▶ _Problem_: Among the entries below, one stretch runs from the line that contains "column 167, row 358" through the line that contains "column 1234, row 493". Repeat that stretch exactly, ends included, and only that.

▶ _Recorded information_:
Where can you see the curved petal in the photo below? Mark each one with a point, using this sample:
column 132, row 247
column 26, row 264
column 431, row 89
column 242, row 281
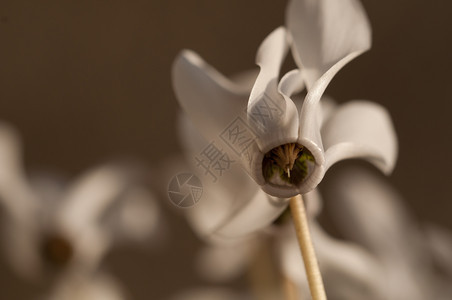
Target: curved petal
column 369, row 211
column 16, row 192
column 211, row 293
column 138, row 216
column 272, row 115
column 90, row 196
column 227, row 212
column 225, row 262
column 231, row 207
column 361, row 129
column 209, row 99
column 324, row 32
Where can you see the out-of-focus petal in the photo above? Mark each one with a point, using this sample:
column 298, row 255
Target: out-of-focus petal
column 209, row 99
column 138, row 216
column 226, row 261
column 15, row 191
column 339, row 261
column 360, row 129
column 225, row 211
column 348, row 265
column 210, row 294
column 311, row 120
column 325, row 32
column 228, row 212
column 76, row 286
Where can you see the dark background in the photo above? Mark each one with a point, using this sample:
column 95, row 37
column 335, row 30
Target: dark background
column 88, row 80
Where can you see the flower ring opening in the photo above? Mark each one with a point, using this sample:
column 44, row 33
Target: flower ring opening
column 287, row 165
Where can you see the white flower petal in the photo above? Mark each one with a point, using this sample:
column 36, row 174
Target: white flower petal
column 16, row 193
column 226, row 261
column 90, row 196
column 225, row 210
column 324, row 32
column 273, row 117
column 360, row 129
column 311, row 121
column 439, row 243
column 368, row 211
column 209, row 99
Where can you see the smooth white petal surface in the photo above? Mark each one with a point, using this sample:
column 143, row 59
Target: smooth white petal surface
column 225, row 262
column 273, row 117
column 16, row 193
column 74, row 286
column 368, row 211
column 325, row 32
column 232, row 207
column 209, row 99
column 137, row 217
column 360, row 129
column 311, row 122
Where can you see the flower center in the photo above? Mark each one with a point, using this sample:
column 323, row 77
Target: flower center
column 287, row 165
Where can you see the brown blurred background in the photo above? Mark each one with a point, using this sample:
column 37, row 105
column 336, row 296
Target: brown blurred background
column 85, row 81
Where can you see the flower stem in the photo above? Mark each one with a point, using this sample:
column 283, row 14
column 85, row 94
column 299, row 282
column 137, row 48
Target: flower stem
column 289, row 289
column 307, row 250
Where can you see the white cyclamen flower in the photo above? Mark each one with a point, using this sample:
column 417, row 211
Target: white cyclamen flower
column 324, row 35
column 53, row 227
column 292, row 149
column 96, row 286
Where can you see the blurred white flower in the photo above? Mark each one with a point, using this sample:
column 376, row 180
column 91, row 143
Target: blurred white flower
column 370, row 213
column 75, row 286
column 48, row 226
column 290, row 150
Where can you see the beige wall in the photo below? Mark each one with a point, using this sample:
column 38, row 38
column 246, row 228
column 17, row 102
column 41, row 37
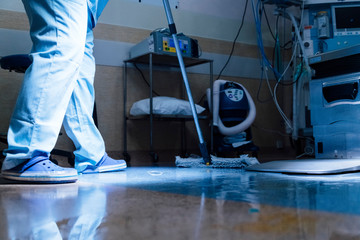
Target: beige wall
column 109, row 94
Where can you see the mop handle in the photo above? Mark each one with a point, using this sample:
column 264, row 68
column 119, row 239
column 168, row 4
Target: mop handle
column 173, row 32
column 172, row 28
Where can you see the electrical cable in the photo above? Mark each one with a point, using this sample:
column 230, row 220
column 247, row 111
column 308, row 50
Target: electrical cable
column 234, row 42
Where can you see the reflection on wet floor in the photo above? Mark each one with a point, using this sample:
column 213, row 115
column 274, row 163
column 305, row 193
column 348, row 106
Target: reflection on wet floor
column 178, row 203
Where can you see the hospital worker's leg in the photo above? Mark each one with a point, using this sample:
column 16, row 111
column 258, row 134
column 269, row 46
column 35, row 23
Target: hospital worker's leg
column 58, row 31
column 78, row 122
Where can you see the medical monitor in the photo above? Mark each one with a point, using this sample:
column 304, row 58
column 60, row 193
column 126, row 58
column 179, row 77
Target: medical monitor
column 346, row 20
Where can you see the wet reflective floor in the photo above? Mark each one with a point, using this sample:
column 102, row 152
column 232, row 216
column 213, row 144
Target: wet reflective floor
column 178, row 203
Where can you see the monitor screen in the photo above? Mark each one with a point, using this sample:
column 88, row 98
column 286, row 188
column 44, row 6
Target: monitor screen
column 346, row 20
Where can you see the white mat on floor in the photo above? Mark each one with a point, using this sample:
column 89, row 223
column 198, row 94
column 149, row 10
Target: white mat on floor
column 309, row 166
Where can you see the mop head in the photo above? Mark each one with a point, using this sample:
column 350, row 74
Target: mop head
column 216, row 162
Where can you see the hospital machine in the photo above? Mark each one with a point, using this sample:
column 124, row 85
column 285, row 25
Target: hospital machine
column 327, row 73
column 331, row 36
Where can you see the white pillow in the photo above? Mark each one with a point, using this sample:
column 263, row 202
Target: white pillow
column 164, row 105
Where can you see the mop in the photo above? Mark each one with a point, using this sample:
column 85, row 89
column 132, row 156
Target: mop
column 205, row 160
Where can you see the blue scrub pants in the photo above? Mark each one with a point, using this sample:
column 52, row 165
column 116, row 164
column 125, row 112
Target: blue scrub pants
column 58, row 86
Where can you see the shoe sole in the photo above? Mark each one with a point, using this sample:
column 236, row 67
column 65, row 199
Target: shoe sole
column 39, row 178
column 103, row 169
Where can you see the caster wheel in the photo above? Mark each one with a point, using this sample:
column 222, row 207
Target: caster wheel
column 127, row 157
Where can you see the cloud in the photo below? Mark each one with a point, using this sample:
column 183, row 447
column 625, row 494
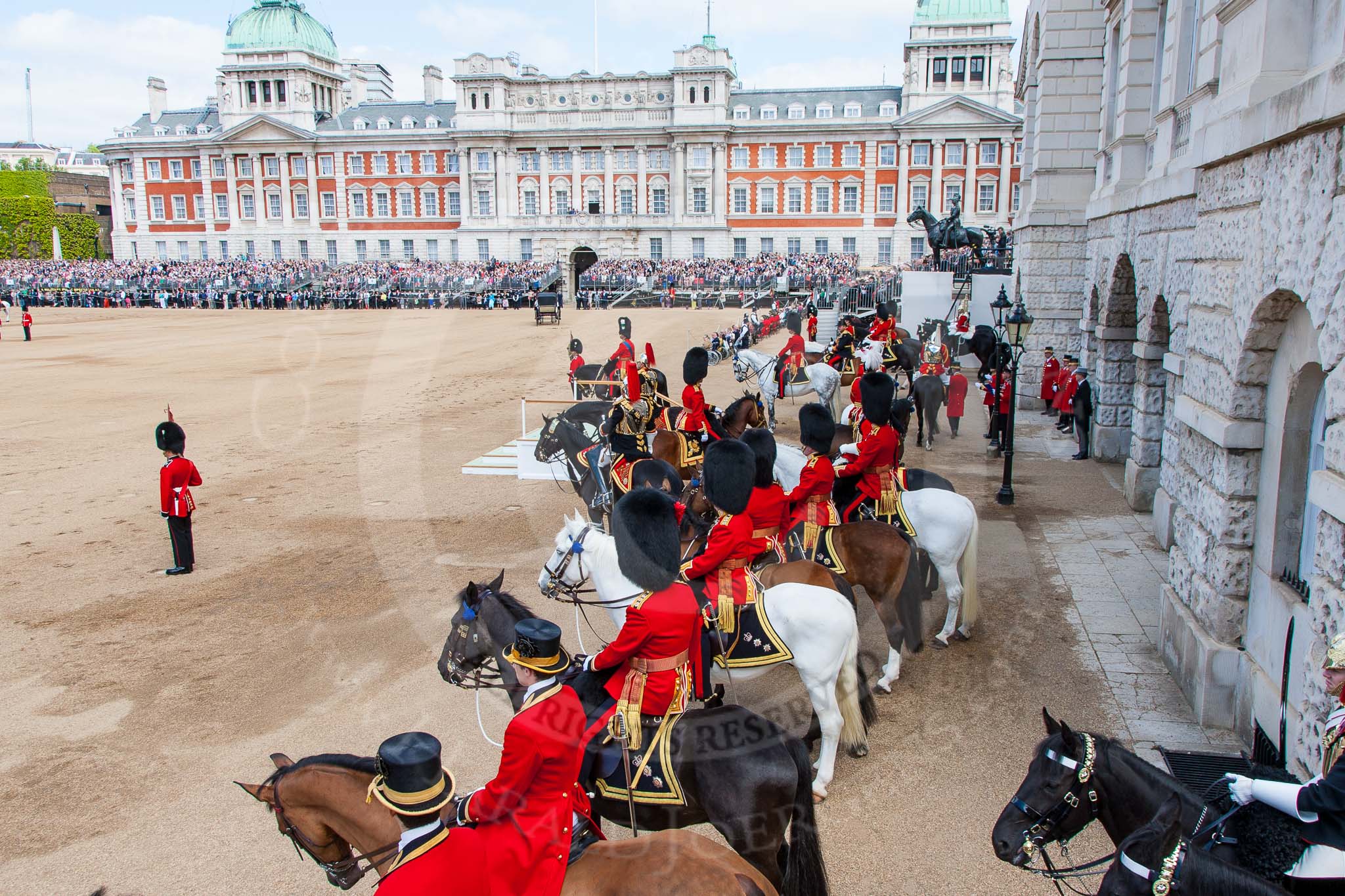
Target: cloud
column 89, row 72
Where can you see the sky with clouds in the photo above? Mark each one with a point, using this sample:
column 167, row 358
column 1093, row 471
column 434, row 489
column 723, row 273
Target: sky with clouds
column 91, row 60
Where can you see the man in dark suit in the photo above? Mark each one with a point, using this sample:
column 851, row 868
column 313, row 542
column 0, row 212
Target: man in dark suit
column 1083, row 412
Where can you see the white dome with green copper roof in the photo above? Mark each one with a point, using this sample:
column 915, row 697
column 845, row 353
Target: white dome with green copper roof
column 930, row 12
column 278, row 24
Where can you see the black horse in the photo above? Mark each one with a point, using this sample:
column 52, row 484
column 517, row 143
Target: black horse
column 1078, row 777
column 1197, row 874
column 740, row 773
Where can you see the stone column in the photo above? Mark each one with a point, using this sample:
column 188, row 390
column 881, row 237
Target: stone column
column 903, row 181
column 1005, row 177
column 544, row 179
column 937, row 178
column 642, row 186
column 678, row 191
column 970, row 209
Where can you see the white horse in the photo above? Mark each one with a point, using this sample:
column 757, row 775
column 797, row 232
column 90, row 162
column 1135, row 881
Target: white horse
column 817, row 625
column 946, row 527
column 824, row 379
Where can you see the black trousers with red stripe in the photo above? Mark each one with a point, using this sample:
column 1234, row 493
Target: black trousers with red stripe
column 179, row 532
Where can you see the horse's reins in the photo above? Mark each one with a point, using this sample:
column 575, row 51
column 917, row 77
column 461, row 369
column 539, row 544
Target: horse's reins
column 340, row 867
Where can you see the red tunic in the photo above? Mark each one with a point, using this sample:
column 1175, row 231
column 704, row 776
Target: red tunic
column 1049, row 371
column 957, row 394
column 876, row 461
column 730, row 544
column 174, row 480
column 525, row 815
column 816, row 481
column 658, row 626
column 694, row 412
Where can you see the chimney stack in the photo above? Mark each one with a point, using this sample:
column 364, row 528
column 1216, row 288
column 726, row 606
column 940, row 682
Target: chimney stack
column 158, row 98
column 433, row 85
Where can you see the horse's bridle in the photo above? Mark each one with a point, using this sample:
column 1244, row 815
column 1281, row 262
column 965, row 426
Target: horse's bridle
column 341, row 867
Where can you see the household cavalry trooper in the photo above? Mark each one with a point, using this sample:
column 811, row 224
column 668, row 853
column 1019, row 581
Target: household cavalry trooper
column 625, row 354
column 658, row 651
column 768, row 507
column 790, row 359
column 868, row 479
column 576, row 350
column 726, row 480
column 1320, row 803
column 810, row 501
column 526, row 817
column 697, row 419
column 177, row 479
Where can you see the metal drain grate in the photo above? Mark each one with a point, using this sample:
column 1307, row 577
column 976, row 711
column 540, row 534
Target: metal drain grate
column 1200, row 770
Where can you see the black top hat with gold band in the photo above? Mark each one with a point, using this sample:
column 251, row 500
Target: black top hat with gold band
column 170, row 437
column 412, row 779
column 537, row 647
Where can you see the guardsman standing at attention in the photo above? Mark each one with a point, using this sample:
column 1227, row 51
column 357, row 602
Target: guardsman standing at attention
column 525, row 817
column 810, row 501
column 870, row 477
column 730, row 547
column 414, row 786
column 697, row 418
column 790, row 359
column 625, row 354
column 1049, row 372
column 768, row 507
column 177, row 477
column 576, row 358
column 659, row 645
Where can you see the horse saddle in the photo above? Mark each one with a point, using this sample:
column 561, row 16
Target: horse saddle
column 651, row 767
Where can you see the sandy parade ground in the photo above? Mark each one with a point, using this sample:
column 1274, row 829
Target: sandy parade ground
column 334, row 530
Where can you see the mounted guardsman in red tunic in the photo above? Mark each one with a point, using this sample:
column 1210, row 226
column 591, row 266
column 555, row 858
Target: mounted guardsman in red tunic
column 526, row 816
column 790, row 359
column 810, row 501
column 697, row 419
column 576, row 358
column 768, row 505
column 658, row 652
column 413, row 785
column 730, row 548
column 868, row 479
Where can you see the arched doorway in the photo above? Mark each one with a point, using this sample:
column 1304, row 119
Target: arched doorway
column 1114, row 368
column 581, row 258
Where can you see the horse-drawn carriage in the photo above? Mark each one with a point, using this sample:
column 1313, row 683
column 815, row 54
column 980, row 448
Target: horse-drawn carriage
column 548, row 308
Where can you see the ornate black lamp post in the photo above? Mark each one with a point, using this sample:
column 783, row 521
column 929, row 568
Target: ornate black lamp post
column 998, row 309
column 1016, row 328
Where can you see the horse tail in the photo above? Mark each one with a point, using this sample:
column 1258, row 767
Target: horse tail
column 853, row 733
column 967, row 572
column 805, row 871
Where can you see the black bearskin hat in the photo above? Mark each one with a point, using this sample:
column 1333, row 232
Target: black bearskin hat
column 817, row 427
column 170, row 437
column 695, row 366
column 648, row 548
column 763, row 446
column 730, row 472
column 876, row 393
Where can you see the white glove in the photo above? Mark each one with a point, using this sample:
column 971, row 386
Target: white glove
column 1239, row 789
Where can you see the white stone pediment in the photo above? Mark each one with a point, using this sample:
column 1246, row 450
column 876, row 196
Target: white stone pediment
column 264, row 129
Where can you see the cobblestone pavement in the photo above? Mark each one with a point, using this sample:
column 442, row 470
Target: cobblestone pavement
column 1114, row 570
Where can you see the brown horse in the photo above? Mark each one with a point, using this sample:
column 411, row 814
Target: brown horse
column 327, row 815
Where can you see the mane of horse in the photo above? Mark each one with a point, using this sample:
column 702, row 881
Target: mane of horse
column 366, row 765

▶ _Expected output_:
column 167, row 358
column 1093, row 471
column 434, row 489
column 723, row 273
Target: sky with clouds
column 91, row 60
Where can you see the man in dark suit in the photo above? Mark each one with a point, using this sample:
column 851, row 868
column 313, row 542
column 0, row 212
Target: man in dark suit
column 1083, row 412
Where can you see the white dome with green copper roof in the photo above? Mark each one with a point, using this sample:
column 915, row 697
column 845, row 353
Target: white dome with green copper roof
column 930, row 12
column 278, row 24
Where can you see the black horse in the photo above? Mark each one with a point, using this sample:
column 52, row 484
column 517, row 143
Target: black horse
column 1078, row 777
column 1197, row 874
column 740, row 773
Where can you see the stone column in the photo above? Mark each one with a point, using this sample:
column 188, row 390
column 881, row 237
Target: stone column
column 903, row 181
column 1005, row 177
column 544, row 179
column 937, row 178
column 642, row 186
column 678, row 191
column 970, row 209
Where can you see the white horse in the photo above? Mark each one with a point, using this sample:
column 757, row 775
column 797, row 232
column 90, row 162
column 1135, row 881
Target: white horse
column 817, row 625
column 946, row 527
column 824, row 379
Where can you see the black trousers with red stripe in the photo above? Mark each one with a point, using this sample:
column 1234, row 493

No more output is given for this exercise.